• **WORK INSTRUCTION**: Your answer should be the lines below from the one holding "Pick out every instance of the brick wall" through the one holding "Pick out every instance of the gothic", copied exactly and with nothing else.
= Beginning of Section =
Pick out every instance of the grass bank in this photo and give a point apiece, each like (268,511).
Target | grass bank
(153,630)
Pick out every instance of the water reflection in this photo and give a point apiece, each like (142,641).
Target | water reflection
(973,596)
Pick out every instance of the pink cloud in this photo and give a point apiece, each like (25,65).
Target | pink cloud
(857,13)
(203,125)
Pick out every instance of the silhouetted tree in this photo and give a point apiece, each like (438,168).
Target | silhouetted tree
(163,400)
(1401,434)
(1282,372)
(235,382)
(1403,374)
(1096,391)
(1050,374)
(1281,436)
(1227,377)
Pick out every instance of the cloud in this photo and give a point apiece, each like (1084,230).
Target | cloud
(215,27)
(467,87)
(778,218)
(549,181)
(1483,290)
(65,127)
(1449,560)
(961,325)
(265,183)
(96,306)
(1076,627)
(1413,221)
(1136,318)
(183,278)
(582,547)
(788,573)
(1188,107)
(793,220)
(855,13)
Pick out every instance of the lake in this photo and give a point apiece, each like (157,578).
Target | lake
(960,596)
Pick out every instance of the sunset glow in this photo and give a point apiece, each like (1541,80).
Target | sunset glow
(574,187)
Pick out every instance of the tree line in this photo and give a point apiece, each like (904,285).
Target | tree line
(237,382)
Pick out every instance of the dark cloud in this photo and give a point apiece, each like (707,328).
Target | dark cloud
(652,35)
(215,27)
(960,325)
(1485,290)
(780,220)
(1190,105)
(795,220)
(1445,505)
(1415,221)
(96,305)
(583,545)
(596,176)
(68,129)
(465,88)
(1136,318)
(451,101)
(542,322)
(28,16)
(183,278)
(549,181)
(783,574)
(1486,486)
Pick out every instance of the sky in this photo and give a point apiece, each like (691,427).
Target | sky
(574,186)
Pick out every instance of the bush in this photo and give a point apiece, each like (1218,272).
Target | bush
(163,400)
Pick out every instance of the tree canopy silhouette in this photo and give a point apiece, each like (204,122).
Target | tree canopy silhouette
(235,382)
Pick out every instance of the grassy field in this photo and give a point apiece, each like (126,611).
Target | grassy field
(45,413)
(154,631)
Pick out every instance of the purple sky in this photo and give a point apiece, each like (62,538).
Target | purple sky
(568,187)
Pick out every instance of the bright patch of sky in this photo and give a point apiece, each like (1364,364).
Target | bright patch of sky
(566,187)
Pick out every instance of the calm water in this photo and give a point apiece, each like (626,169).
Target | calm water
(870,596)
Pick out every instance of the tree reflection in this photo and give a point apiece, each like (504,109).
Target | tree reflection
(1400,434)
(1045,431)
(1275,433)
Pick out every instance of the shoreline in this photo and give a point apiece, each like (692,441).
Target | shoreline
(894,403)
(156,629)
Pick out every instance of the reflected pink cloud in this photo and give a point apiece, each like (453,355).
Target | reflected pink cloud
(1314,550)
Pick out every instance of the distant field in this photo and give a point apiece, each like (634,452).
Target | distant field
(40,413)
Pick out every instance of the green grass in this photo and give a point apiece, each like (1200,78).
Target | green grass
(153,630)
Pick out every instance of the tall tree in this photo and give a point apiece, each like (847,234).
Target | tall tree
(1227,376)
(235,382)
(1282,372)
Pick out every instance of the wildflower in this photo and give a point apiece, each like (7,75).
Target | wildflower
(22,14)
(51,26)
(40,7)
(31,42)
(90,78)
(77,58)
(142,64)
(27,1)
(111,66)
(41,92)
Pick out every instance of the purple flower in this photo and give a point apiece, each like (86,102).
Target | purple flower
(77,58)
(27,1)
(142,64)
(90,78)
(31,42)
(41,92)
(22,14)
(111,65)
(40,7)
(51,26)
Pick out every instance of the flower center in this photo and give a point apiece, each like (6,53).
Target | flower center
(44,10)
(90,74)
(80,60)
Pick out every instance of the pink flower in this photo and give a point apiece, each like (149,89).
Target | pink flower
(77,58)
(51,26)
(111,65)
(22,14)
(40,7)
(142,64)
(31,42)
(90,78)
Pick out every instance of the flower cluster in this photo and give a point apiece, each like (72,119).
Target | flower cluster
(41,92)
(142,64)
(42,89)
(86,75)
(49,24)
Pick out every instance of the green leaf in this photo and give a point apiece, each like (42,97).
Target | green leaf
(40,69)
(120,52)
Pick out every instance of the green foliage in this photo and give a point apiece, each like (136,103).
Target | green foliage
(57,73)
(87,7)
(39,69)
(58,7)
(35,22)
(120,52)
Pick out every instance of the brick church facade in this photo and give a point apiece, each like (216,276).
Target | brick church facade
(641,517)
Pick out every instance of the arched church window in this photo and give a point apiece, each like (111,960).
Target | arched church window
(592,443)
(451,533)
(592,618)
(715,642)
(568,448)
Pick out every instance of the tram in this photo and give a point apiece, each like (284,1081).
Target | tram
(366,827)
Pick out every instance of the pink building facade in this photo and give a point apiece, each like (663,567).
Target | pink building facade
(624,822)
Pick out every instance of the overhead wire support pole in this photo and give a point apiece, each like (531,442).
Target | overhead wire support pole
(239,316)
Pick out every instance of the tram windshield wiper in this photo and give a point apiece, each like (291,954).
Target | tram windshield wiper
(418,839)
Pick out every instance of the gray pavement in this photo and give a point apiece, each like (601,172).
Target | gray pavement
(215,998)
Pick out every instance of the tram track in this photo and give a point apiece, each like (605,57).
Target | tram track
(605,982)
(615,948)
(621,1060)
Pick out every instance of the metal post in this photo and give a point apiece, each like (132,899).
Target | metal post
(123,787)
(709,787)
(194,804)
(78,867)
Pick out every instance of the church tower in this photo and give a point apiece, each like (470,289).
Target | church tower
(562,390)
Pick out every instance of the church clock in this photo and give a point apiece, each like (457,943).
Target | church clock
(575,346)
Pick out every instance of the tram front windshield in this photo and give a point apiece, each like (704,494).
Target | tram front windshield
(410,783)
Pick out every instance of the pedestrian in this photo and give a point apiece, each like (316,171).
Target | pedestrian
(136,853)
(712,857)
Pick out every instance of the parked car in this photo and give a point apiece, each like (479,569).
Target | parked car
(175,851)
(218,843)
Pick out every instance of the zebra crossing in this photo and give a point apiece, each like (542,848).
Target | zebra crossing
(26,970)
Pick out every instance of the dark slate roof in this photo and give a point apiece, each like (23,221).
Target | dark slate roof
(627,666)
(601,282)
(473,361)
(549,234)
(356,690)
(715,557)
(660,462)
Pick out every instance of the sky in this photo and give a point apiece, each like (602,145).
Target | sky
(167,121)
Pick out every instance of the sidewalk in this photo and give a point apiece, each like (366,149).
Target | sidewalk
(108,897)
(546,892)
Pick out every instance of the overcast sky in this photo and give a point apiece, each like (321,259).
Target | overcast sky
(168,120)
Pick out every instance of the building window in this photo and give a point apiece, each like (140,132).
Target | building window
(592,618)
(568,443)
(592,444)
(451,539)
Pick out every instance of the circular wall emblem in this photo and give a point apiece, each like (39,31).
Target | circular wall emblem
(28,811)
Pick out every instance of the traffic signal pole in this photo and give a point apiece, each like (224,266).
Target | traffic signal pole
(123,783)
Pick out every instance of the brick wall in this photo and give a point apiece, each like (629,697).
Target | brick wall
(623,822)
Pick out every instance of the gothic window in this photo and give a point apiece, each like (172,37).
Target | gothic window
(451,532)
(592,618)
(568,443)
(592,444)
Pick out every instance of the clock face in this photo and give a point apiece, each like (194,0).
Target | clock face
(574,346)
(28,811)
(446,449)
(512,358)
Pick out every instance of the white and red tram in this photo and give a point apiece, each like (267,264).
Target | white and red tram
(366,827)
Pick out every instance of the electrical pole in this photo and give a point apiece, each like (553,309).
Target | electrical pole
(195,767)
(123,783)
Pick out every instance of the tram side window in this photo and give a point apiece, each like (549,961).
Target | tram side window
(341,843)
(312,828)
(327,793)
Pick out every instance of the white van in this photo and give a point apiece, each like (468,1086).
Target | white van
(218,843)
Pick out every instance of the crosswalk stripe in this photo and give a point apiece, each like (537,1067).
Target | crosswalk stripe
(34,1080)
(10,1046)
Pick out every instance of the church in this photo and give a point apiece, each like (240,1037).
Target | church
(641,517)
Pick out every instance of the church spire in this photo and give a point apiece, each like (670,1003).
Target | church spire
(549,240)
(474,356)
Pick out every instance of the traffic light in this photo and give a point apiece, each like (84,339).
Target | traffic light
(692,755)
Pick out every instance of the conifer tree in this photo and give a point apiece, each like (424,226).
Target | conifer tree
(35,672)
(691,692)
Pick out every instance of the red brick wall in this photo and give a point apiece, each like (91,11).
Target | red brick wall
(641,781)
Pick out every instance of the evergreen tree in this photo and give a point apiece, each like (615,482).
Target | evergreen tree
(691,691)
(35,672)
= End of Section =
• **RESPONSE AREA**:
Pick out every instance of the brick wall in this photo and give a point apiece, each like (629,697).
Target | brick wall
(623,822)
Pick out every instance of the gothic window in this photo and give a point apiece, each like (172,37).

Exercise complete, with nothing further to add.